> **Written exercise**
Update everything from the line containing "[locate] the drawer" down to the line containing "x=488, y=544" by changing "plain wall" to "bare wall" and leaving all else the same. Return only those lines.

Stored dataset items
** START **
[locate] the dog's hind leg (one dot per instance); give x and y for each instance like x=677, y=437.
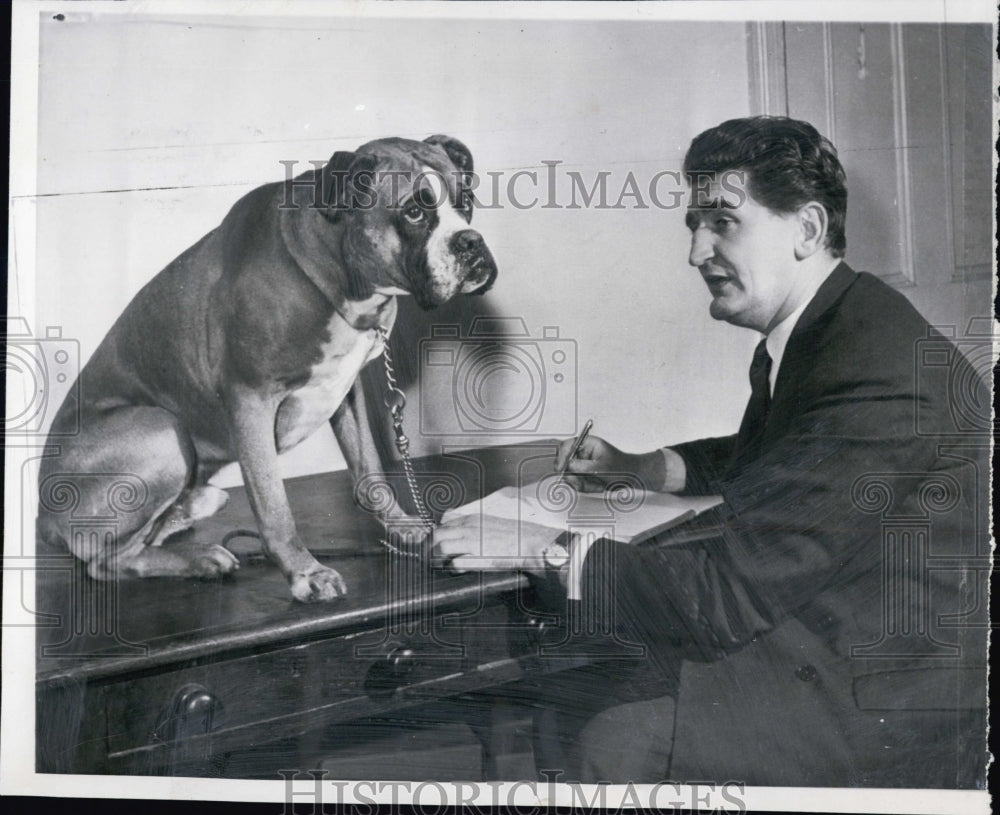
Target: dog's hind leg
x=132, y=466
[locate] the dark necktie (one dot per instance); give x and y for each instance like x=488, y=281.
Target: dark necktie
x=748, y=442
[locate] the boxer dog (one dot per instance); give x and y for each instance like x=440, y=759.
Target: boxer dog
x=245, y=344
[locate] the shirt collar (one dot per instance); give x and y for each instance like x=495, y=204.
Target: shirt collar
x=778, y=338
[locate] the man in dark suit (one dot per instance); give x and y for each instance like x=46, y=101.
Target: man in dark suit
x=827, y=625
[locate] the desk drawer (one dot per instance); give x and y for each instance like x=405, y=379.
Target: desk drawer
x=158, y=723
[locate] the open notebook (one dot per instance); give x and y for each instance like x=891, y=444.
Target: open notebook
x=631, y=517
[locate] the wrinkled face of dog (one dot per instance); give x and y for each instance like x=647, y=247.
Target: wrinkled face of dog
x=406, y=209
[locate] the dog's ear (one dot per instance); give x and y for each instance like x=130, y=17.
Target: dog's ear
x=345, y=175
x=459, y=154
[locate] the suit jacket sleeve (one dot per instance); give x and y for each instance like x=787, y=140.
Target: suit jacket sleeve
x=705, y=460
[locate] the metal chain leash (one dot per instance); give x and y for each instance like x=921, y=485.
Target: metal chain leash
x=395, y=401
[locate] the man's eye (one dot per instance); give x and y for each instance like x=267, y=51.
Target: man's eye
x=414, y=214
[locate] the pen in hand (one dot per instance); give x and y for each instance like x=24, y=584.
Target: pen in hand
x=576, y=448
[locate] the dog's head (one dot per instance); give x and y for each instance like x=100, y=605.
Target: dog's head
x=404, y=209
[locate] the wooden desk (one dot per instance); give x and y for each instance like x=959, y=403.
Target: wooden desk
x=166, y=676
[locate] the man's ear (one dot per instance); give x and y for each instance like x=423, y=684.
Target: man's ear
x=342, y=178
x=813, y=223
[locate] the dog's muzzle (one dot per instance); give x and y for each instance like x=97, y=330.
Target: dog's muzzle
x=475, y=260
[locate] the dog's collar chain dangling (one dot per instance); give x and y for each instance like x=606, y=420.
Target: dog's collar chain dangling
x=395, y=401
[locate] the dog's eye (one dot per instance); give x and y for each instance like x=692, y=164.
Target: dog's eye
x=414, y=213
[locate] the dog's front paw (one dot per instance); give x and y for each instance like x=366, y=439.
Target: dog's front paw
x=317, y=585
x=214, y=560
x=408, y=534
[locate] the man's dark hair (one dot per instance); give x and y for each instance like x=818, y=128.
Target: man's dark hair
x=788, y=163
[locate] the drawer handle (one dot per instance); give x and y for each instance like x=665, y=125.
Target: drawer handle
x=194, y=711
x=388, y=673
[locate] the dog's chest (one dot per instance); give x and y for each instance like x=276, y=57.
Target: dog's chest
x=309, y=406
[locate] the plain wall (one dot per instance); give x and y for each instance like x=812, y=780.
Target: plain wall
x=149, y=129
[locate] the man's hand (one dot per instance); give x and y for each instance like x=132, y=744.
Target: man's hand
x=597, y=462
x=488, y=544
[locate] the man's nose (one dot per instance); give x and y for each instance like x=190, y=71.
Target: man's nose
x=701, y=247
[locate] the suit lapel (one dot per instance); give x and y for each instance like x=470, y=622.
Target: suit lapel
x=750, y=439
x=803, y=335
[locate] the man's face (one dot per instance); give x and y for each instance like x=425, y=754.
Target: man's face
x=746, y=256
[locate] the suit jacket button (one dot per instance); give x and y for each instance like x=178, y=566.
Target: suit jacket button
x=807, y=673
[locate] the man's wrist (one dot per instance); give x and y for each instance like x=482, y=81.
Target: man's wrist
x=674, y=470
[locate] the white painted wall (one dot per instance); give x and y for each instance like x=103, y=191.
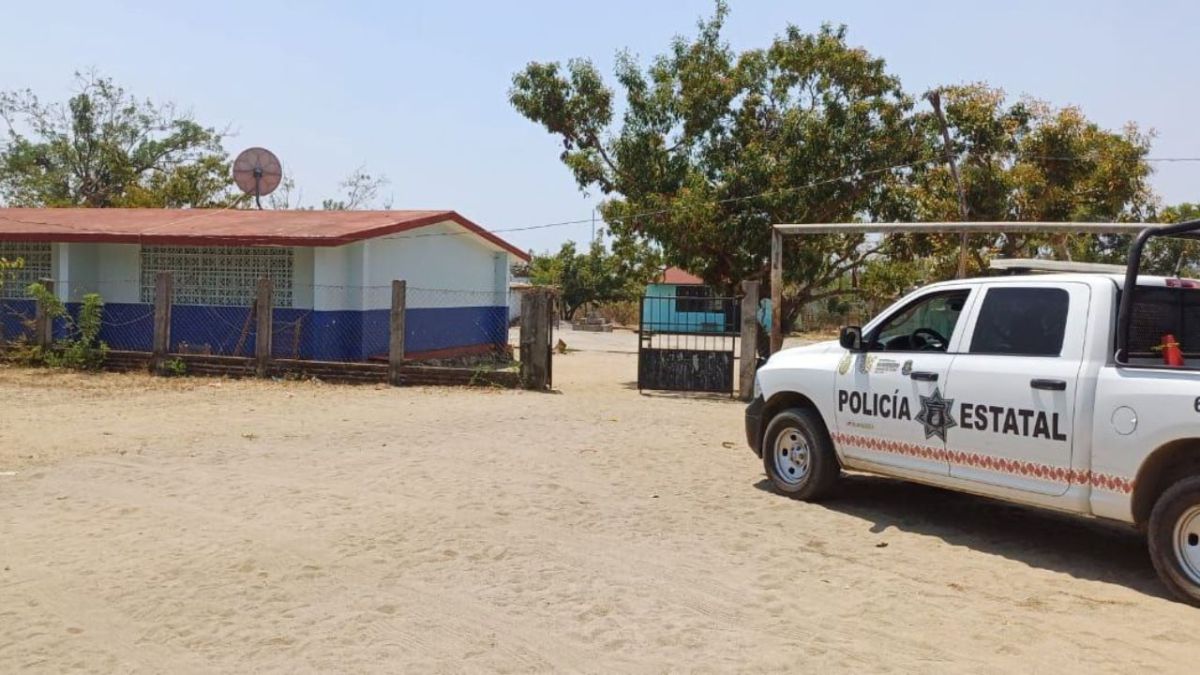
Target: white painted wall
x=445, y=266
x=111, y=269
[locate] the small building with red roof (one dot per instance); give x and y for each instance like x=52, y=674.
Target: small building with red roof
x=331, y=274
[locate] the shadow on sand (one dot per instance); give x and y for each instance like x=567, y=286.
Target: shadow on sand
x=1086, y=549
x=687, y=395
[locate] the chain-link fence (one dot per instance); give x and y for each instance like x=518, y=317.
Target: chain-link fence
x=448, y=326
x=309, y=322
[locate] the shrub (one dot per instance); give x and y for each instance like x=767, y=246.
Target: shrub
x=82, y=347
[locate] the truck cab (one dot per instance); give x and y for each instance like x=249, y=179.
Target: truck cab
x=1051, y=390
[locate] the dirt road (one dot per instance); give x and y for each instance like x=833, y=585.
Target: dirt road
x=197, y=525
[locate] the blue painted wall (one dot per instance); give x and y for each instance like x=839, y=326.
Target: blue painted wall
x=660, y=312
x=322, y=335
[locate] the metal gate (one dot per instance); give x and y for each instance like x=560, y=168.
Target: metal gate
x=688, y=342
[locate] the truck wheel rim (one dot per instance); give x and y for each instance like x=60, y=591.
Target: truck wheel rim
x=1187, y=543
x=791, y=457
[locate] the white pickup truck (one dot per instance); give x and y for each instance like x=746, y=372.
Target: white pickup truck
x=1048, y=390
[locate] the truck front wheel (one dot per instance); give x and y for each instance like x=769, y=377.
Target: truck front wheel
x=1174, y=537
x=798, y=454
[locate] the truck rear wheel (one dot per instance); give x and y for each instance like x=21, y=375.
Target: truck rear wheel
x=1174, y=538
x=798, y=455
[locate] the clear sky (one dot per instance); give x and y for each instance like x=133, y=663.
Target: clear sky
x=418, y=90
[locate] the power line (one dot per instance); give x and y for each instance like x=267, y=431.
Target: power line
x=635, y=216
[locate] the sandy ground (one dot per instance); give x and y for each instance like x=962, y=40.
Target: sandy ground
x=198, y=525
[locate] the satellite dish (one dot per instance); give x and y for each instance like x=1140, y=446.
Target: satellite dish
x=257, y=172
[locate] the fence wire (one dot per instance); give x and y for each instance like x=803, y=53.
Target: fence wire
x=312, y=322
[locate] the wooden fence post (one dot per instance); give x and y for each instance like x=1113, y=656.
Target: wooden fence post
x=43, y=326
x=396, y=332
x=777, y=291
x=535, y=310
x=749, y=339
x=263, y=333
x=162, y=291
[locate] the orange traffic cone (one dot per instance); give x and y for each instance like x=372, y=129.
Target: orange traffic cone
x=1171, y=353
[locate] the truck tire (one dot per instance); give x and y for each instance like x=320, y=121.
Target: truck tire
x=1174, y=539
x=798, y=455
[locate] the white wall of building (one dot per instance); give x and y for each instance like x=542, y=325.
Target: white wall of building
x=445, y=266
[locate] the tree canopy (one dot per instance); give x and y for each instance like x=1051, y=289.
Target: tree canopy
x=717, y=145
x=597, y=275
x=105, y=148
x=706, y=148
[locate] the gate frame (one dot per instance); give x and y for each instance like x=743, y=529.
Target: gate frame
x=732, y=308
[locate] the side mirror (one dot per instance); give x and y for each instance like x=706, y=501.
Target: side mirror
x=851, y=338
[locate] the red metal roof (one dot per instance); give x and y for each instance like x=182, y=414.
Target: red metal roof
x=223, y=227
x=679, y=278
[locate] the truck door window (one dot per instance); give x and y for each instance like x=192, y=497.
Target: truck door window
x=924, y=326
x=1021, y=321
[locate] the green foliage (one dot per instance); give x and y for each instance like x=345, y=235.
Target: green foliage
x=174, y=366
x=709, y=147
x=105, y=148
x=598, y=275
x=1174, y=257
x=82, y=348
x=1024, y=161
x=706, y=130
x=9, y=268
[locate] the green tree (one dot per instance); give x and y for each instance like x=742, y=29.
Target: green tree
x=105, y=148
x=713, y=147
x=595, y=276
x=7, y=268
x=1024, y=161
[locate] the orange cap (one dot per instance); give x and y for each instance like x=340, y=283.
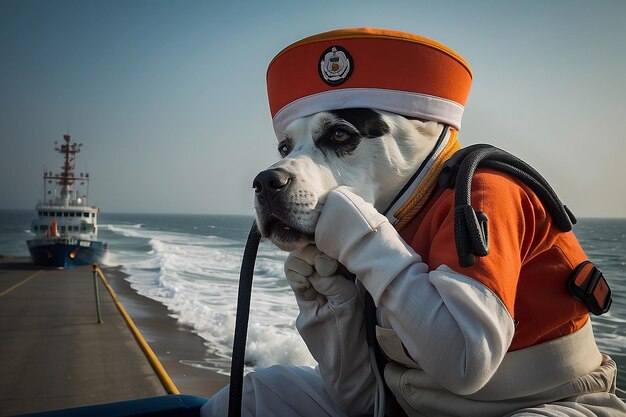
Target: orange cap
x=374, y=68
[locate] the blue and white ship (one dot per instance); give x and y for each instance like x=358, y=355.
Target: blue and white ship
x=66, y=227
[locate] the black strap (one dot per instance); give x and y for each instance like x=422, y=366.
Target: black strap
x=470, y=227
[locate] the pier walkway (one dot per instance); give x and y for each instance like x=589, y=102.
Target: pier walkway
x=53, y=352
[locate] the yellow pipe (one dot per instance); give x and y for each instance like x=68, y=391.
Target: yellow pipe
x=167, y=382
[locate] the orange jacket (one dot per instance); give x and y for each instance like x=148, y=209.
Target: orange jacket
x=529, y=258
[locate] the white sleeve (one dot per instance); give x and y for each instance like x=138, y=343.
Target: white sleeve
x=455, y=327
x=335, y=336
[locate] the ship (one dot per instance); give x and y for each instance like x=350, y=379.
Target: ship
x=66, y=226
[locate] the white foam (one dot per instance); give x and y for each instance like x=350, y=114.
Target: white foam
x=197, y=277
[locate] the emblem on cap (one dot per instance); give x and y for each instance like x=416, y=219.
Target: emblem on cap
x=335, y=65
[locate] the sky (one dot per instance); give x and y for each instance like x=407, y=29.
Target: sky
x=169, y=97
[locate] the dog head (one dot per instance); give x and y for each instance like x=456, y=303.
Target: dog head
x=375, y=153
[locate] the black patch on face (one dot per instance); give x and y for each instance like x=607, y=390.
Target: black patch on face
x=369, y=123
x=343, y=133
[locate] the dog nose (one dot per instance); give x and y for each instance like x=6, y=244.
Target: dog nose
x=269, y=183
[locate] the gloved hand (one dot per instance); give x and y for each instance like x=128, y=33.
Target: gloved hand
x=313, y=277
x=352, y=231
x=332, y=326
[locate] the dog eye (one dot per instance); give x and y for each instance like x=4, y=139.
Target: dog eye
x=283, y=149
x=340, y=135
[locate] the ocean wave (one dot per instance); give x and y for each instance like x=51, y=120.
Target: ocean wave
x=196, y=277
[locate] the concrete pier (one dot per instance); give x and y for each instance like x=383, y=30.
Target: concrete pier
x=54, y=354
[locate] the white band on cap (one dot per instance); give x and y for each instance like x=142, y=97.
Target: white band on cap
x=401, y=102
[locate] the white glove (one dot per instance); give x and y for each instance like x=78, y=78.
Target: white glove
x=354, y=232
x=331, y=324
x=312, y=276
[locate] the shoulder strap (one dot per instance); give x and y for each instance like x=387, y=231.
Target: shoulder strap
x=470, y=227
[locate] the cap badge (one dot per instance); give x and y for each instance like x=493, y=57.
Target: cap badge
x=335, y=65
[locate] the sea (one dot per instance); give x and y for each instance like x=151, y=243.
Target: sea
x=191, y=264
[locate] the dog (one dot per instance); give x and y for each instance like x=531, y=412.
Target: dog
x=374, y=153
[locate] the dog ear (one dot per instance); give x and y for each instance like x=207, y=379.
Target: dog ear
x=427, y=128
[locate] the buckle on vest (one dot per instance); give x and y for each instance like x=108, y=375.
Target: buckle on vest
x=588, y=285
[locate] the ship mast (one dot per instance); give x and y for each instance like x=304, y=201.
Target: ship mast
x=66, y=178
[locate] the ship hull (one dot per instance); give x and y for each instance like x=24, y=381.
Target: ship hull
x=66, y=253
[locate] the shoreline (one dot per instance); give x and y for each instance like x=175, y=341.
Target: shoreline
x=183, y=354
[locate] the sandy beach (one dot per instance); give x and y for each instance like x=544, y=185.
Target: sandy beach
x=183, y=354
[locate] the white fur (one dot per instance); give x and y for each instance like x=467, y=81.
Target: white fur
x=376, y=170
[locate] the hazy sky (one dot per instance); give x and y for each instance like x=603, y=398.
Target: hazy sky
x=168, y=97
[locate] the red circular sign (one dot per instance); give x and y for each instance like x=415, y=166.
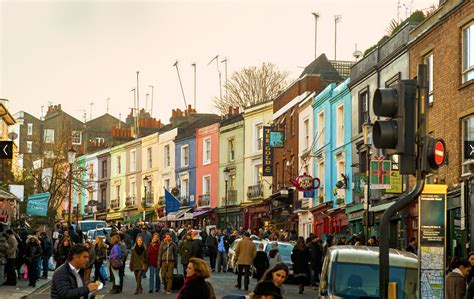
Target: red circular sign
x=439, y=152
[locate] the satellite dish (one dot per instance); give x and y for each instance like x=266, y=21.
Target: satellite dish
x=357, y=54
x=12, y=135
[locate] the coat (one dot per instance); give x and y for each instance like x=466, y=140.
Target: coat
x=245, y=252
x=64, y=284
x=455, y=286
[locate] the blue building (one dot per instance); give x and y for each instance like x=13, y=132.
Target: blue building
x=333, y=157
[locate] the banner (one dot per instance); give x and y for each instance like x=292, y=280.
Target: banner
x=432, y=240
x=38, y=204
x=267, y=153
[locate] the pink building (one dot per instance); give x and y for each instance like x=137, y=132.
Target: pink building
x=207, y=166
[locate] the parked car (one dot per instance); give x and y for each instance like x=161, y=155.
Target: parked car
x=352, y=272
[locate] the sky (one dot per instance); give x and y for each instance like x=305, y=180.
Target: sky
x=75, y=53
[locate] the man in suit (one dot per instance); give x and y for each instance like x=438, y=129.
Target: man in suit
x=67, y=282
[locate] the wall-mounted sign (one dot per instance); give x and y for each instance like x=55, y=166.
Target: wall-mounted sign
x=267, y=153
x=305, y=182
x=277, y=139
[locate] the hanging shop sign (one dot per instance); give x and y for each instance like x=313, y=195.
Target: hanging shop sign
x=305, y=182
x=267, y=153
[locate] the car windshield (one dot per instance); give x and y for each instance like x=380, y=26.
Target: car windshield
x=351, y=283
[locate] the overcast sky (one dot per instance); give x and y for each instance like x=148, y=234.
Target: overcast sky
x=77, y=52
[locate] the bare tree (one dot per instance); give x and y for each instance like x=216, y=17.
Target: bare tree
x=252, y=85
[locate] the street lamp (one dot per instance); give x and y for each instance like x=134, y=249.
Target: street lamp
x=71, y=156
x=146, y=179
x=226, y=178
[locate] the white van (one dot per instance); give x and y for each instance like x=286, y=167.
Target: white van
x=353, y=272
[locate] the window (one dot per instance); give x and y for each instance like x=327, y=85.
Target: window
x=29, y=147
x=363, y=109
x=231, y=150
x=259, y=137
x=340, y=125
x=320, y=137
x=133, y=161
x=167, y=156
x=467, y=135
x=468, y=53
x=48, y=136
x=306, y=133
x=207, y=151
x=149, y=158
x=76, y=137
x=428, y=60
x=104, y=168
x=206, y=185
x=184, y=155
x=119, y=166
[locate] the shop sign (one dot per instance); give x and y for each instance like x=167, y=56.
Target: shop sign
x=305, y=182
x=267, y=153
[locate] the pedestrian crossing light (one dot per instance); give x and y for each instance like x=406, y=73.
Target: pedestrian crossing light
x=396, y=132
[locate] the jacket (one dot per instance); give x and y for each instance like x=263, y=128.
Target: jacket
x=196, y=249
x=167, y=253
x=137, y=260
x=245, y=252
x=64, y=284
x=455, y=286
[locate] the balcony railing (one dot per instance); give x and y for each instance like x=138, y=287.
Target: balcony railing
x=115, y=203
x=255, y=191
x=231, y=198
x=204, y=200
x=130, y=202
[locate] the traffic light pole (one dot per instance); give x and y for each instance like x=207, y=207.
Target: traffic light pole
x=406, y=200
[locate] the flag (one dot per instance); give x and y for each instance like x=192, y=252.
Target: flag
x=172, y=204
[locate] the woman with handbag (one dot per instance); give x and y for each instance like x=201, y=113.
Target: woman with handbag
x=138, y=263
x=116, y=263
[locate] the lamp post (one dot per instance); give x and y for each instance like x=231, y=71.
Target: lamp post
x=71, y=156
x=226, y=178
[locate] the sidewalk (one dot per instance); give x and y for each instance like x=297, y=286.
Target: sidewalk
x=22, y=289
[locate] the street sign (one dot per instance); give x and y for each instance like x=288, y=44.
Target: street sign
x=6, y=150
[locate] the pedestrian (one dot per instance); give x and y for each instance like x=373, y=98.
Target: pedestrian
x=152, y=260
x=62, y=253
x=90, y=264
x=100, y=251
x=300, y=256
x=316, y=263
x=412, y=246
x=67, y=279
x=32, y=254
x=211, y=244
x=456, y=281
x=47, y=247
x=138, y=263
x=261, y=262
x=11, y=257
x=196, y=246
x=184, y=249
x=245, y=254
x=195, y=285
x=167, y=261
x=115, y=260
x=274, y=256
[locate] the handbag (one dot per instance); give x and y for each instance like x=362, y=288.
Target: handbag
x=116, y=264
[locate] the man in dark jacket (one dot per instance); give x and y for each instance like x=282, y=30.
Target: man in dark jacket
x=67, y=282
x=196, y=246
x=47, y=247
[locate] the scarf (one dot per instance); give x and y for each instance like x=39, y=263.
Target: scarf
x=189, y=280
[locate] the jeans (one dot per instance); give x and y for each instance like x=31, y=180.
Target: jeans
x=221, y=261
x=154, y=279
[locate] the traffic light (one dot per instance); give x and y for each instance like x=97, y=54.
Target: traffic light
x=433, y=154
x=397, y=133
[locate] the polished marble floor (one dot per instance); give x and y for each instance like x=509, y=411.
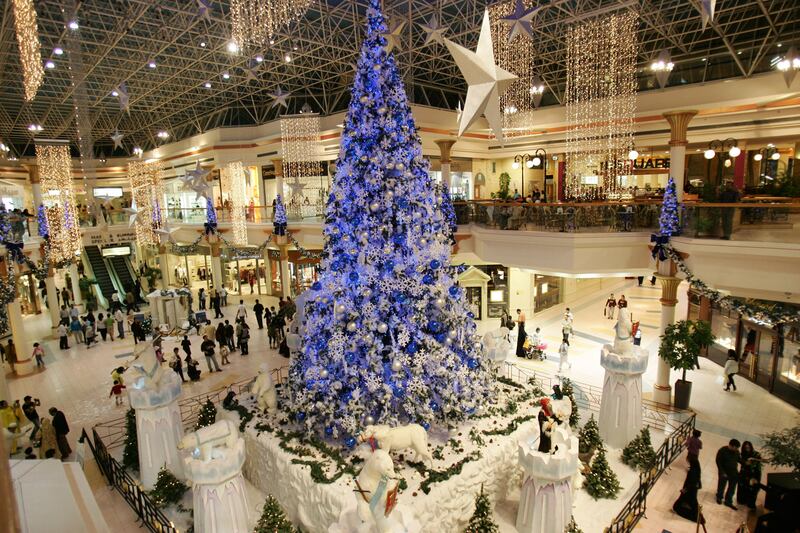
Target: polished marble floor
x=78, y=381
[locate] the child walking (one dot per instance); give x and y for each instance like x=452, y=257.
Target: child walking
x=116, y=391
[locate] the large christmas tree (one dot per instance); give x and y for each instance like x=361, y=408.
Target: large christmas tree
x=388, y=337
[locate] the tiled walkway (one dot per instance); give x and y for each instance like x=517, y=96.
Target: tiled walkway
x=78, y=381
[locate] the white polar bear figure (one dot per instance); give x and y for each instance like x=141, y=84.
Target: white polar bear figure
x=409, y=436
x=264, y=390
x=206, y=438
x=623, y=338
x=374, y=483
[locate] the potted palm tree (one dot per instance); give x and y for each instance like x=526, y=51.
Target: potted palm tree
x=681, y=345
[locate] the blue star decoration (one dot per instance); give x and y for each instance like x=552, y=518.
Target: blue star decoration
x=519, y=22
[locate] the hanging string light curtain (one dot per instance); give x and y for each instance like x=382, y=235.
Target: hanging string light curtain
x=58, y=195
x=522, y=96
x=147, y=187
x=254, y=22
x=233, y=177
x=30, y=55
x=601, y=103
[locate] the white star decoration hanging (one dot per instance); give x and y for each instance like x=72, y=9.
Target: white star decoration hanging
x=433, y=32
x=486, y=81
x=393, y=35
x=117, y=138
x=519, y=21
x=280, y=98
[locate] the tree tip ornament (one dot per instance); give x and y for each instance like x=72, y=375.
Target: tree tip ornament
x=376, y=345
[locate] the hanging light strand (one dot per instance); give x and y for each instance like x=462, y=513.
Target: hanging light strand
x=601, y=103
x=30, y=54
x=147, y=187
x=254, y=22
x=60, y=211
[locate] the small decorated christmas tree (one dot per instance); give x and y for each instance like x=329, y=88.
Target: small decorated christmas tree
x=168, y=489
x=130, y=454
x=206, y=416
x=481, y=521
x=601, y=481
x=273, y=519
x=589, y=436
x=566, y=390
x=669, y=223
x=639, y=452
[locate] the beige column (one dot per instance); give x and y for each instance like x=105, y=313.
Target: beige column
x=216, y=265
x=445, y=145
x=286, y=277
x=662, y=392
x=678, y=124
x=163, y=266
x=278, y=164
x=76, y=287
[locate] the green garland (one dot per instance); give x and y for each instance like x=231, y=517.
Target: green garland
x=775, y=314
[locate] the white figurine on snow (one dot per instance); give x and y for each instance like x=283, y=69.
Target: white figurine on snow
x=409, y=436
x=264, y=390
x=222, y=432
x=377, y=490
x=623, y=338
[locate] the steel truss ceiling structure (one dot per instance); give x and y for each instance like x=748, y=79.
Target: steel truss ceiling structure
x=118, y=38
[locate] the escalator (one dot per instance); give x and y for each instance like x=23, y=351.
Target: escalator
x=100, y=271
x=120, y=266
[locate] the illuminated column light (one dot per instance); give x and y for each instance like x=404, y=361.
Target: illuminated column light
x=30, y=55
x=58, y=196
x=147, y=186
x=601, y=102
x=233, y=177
** END **
> **Written solution**
[locate] the drawer handle (one dot per instance); give x and y for each instance like x=665, y=125.
Target: drawer handle
x=194, y=711
x=388, y=673
[locate] the dog's chest (one dot per instance); give x and y for each instance like x=276, y=57.
Target: dog's chest
x=309, y=406
[locate] the bare wall (one dot per instance); give x and y for each instance like x=812, y=780.
Target: bare wall
x=149, y=129
[locate] the man's hand (one dot per instance); give x and y for each instance like x=132, y=744.
Target: man's hand
x=597, y=462
x=488, y=544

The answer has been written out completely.